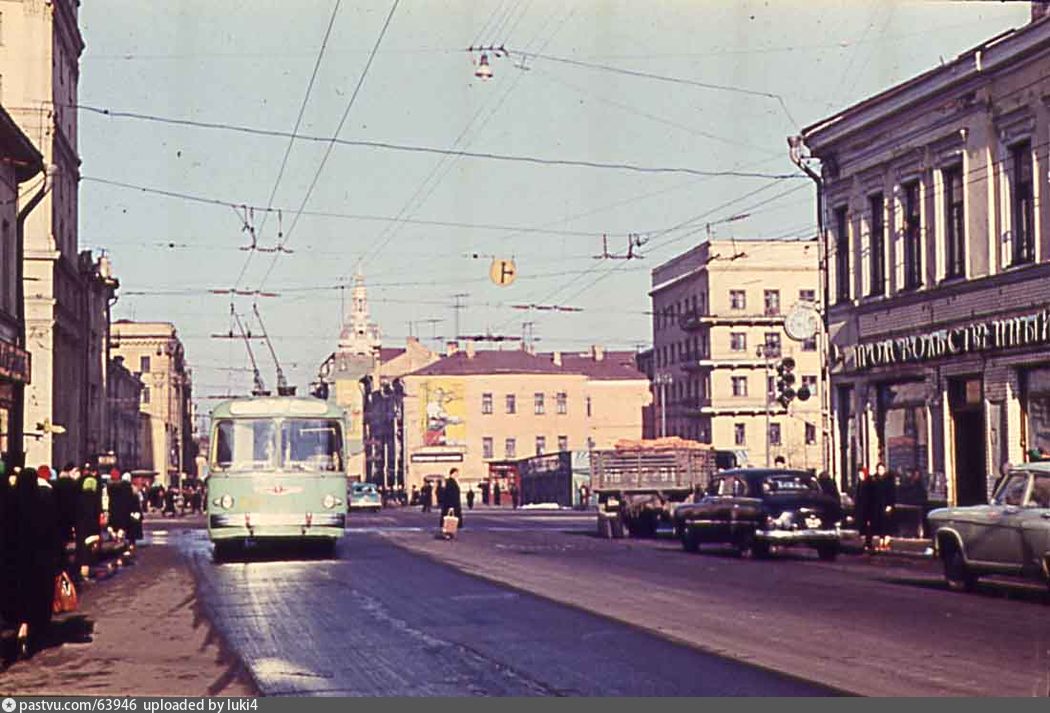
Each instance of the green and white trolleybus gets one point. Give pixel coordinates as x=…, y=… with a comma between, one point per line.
x=276, y=472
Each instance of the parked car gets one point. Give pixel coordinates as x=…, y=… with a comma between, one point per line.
x=755, y=508
x=1009, y=536
x=364, y=497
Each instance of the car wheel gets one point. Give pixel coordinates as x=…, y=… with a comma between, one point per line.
x=759, y=549
x=827, y=552
x=689, y=540
x=956, y=572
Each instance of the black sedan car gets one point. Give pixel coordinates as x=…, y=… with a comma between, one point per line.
x=755, y=508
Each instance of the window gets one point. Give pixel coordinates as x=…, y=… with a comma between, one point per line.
x=772, y=302
x=1023, y=237
x=739, y=385
x=841, y=254
x=773, y=343
x=954, y=225
x=912, y=236
x=877, y=247
x=563, y=403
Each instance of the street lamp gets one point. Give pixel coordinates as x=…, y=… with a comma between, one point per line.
x=663, y=380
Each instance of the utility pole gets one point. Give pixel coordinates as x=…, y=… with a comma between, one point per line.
x=457, y=306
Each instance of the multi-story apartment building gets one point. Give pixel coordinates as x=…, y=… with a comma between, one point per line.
x=154, y=354
x=718, y=332
x=476, y=406
x=939, y=267
x=19, y=163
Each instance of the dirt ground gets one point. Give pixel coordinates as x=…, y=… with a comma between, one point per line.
x=140, y=632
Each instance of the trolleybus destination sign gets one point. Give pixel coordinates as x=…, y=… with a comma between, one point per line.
x=996, y=334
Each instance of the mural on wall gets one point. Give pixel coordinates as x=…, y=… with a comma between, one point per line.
x=444, y=413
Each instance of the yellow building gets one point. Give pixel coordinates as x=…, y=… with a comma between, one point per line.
x=473, y=407
x=718, y=310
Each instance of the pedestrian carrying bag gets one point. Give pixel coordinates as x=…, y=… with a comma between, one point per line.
x=449, y=524
x=65, y=595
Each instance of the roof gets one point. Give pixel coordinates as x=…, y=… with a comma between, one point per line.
x=614, y=365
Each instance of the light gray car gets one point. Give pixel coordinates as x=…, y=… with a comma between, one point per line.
x=1010, y=536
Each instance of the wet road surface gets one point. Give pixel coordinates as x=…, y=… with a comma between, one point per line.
x=382, y=621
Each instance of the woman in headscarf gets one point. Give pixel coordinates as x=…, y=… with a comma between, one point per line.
x=38, y=558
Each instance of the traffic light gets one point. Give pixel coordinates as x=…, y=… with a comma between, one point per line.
x=785, y=381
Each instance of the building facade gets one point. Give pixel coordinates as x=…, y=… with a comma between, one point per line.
x=20, y=162
x=939, y=268
x=154, y=354
x=474, y=407
x=718, y=333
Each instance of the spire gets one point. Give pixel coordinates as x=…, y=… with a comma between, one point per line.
x=359, y=335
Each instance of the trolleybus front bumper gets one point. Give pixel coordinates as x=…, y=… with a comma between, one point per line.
x=256, y=525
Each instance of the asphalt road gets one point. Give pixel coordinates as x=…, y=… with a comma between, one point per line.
x=382, y=621
x=874, y=626
x=532, y=603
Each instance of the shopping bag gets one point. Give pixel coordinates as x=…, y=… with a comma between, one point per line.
x=449, y=524
x=65, y=595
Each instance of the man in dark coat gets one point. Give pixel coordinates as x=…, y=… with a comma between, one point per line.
x=87, y=521
x=450, y=498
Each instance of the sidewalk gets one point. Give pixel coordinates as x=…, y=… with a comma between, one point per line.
x=138, y=632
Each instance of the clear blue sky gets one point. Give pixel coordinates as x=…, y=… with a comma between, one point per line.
x=247, y=63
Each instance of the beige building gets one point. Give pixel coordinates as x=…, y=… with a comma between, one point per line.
x=939, y=252
x=718, y=310
x=153, y=353
x=476, y=406
x=66, y=294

═══

- [TASK BRIEF]: Format every line above as a numbered list, skipping blank lines and leaving out the pictures.

- [WORKED SOLUTION]:
1. Each instance of the green and white trolleybus gets one point. Give pixel coordinates as x=…, y=… with a comma between, one point per line.
2. x=276, y=472
3. Each instance of the parked car gets one point. Give pixel coordinates as x=…, y=… with a comma between, one point per line.
4. x=755, y=508
5. x=1009, y=536
6. x=364, y=497
7. Each instance of the car wheel gets one point. Give pixel coordinates as x=…, y=… with a comma between, one point per line.
8. x=759, y=549
9. x=827, y=552
10. x=689, y=540
11. x=956, y=572
12. Each instance of the black sedan car gets one point. Give pixel coordinates as x=…, y=… with a comma between, one point per line.
13. x=755, y=508
14. Each instance of the window gets one point. Give pixel coordinates as x=…, y=… with a comma between, one point per line.
15. x=772, y=302
16. x=1023, y=237
17. x=739, y=385
18. x=841, y=254
19. x=773, y=343
20. x=954, y=225
21. x=912, y=236
22. x=877, y=247
23. x=563, y=403
24. Each instance of the street lamp gets one point. Give pixel coordinates as x=…, y=… with a comma between, one point per line.
25. x=663, y=380
26. Each instance of the utility pole gets one point. Give pixel coordinates as x=…, y=… with a comma between, one point per line.
27. x=457, y=306
28. Each instance of the multi-story apartment building gets one point. Give pixel coordinates as x=…, y=… with a comma between, one point per line.
29. x=154, y=354
30. x=718, y=332
31. x=476, y=406
32. x=939, y=267
33. x=19, y=163
34. Each instance of the dirt ground gets one point. Give pixel coordinates as x=…, y=… with a comma between, one point per line.
35. x=140, y=632
36. Each instance of the trolleybus destination sign gets one point. Give pixel coordinates as x=…, y=… with a comma between, one point per line.
37. x=996, y=334
38. Each instance of the mural on wall gets one point. Give pixel coordinates as x=…, y=… with a comma between, one point per line.
39. x=444, y=413
40. Each instance of the yellow building gets one point. Give pixel coordinates as x=…, y=… with a comma between, one point per line.
41. x=473, y=407
42. x=718, y=310
43. Each instance of the pedestrian carrying bag gets one point. Give pixel coordinates as x=…, y=… with a comma between, one point per line.
44. x=449, y=524
45. x=65, y=595
46. Each instance of the roof gets one point. Give pixel coordinates as x=…, y=… with a comma between, one point per line.
47. x=614, y=365
48. Each instance of the light gray car gets one point. Give pixel coordinates as x=…, y=… with a comma between, one point per line.
49. x=1010, y=536
50. Each instance of the wet road surface gets one point. Give pixel coordinates as x=…, y=… with a comma between, one point per line.
51. x=382, y=621
52. Each instance of the woman in headscarf gets one point. Give pixel coordinates as x=…, y=… with a comma between, one point per line.
53. x=38, y=558
54. Each instance of the traffic light gets one point. Give pixel coordinates as x=…, y=… with a comma between, one point per line.
55. x=785, y=381
56. Each instance of the building facade gets one point. Give pixel coordinates as x=…, y=… with a comma between, one point per line.
57. x=20, y=162
58. x=939, y=268
59. x=154, y=354
60. x=474, y=407
61. x=718, y=333
62. Each instance of the spire gets one point. Give pixel coordinates as x=…, y=… with a comma between, one point per line.
63. x=359, y=335
64. Each instance of the trolleybus front bumper gets one point. Give pixel coordinates as x=…, y=… with a comma between, one point per line.
65. x=256, y=525
66. Each instance of the asphalt road gets one point. Give pixel coordinates as x=…, y=… with a comma between, one point per line.
67. x=382, y=621
68. x=874, y=626
69. x=532, y=603
70. Each instance of the shopping bag gets one point. Give pixel coordinates as x=…, y=… with a comma between, one point per line.
71. x=449, y=524
72. x=65, y=595
73. Each instance of the man in dark coat gets one point. Give pixel coordinates as x=…, y=… with a comma between, one point per line.
74. x=87, y=521
75. x=450, y=498
76. Each instance of the sidewalk gets one point. Give pixel coordinates as x=…, y=… with a comma between, one point per line.
77. x=138, y=632
78. Each instance of the clear blue sky gets one point. Give pixel coordinates as x=…, y=… with a comma between, one point per line.
79. x=247, y=63
80. Each instance of the beige building gets one point. Give pixel coordinates as x=…, y=… with a comma between, one point per line.
81. x=939, y=252
82. x=718, y=310
83. x=153, y=353
84. x=476, y=406
85. x=66, y=294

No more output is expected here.